▶ **Problems to solve**:
1 – Retype the debenture excerpt between "(g) Within five" and "in writing by Purchaser.", inclusive.
2 – Summarize the debenture excerpt in two sentences.

▶ **Supplied passage**:
○ ○ ○ ○

The Debentures are subject to a mandatory, 24 month conversion feature at the
end of which all Debentures outstanding will be automatically converted, upon
the terms set forth in this section ("Mandatory Conversion Date").
(e) Nothing contained in this Subscription Agreement shall be
deemed to establish or require the payment of interest to the Purchaser at a
rate in excess of the maximum rate permitted by governing law. In the event that
the rate of interest required to be paid exceeds the maximum rate permitted by
governing law, the rate of interest required to be paid thereunder shall be
automatically reduced to the maximum rate permitted under the governing law and
such excess shall be returned with reasonable promptness by the Purchaser to the
Company.
(f) It shall be the Company's responsibility to take all
necessary actions and to bear all such costs to issue the Certificate of Common
Stock as provided herein, including the responsibility and cost for delivery of
an opinion letter to the transfer agent, if so required. The person in whose
name the certificate of Common Stock is to be registered shall be treated as a
shareholder of record on and after the conversion date. Upon surrender of any
Debentures that are to be converted in part, the Company shall issue to the
Purchaser a new Debenture equal to the unconverted amount, if so requested in
writing by Purchaser.
(g) Within five (5) business days after receipt of the
documentation referred to above in Section 4(b), the Company shall deliver a
certificate in accordance with Section 4(c) for the number of shares of Common
Stock issuable upon the conversion. It shall be the Company's responsibility to
take all necessary actions and to bear all such costs to issue the Common Stock
as provided herein, including the cost for delivery of an opinion letter to the
transfer agent, if so required. The person in whose name the certificate of
Common Stock is to be registered shall be treated as a shareholder of record on
and after the conversion date. Upon surrender of any Debentures that are to be
converted in part, the Company shall issue to the Purchaser a new Debenture
equal to the unconverted amount, if so requested in writing by Purchaser.

○ ○ ○ ○

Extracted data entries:
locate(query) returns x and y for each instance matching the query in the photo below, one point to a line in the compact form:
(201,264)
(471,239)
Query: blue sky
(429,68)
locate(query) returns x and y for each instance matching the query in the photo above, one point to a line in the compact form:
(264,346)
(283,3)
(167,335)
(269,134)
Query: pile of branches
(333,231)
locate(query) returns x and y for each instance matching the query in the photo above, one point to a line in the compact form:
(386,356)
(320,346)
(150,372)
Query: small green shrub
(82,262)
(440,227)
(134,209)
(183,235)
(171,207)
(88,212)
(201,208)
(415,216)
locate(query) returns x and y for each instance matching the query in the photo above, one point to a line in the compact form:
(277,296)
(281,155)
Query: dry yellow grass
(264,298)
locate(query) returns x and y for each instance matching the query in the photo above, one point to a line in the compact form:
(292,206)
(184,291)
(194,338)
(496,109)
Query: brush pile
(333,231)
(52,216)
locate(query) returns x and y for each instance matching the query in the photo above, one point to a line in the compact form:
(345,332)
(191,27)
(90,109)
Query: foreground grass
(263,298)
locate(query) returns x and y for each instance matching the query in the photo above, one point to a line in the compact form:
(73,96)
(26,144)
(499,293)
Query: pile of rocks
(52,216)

○ ○ ○ ○

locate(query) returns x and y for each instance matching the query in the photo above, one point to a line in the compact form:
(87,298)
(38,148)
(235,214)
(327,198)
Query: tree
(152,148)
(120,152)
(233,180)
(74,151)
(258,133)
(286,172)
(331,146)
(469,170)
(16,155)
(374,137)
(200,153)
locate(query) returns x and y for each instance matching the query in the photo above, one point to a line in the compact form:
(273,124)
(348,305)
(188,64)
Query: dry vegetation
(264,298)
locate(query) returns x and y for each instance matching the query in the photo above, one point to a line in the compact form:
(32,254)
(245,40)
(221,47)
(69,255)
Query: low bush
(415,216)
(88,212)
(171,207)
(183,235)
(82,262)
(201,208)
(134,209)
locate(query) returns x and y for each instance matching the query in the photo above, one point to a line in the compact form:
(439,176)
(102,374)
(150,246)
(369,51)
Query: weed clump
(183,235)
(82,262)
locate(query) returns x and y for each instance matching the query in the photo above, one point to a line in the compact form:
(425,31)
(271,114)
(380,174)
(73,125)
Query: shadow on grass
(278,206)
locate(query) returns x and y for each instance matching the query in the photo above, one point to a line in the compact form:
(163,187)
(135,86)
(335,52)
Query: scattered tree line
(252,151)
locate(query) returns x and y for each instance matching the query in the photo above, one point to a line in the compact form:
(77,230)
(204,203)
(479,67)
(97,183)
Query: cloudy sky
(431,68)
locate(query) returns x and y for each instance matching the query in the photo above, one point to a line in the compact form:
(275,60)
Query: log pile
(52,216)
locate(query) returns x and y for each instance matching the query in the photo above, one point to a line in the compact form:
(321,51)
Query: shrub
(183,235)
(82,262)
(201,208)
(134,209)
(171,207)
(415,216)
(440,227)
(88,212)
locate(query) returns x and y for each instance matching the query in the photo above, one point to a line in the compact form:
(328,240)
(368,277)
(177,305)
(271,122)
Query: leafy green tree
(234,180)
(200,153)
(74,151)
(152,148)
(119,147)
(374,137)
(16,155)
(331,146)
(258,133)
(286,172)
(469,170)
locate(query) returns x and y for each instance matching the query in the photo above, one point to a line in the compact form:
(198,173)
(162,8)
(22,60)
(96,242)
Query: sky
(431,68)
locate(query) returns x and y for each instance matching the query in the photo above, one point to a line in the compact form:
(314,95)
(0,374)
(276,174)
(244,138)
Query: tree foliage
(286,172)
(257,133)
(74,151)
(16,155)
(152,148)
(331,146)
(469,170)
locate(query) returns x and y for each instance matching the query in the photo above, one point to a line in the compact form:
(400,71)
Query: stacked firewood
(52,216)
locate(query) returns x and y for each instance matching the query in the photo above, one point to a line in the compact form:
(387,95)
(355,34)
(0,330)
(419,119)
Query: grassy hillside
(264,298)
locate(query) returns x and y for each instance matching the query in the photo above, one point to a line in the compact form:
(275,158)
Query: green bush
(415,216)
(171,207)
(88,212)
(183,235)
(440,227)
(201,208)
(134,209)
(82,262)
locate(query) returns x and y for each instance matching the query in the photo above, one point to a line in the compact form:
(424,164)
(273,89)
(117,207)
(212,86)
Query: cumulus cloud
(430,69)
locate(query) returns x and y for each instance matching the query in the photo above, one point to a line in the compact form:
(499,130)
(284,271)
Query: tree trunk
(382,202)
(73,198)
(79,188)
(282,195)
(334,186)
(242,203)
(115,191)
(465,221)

○ ○ ○ ○

▶ **Responses to the exercise**:
1 –
(g) Within five (5) business days after receipt of the
documentation referred to above in Section 4(b), the Company shall deliver a
certificate in accordance with Section 4(c) for the number of shares of Common
Stock issuable upon the conversion. It shall be the Company's responsibility to
take all necessary actions and to bear all such costs to issue the Common Stock
as provided herein, including the cost for delivery of an opinion letter to the
transfer agent, if so required. The person in whose name the certificate of
Common Stock is to be registered shall be treated as a shareholder of record on
and after the conversion date. Upon surrender of any Debentures that are to be
converted in part, the Company shall issue to the Purchaser a new Debenture
equal to the unconverted amount, if so requested in writing by Purchaser.

2 – The Debentures convert automatically at the end of 24 months, and any interest above the maximum rate allowed by governing law is reduced to that rate, with the Purchaser returning the excess to the Company. The Company must bear the costs of issuing the Common Stock and deliver a certificate within five business days after receiving the required documentation, and it must issue a new Debenture for any unconverted amount if the Purchaser requests this in writing.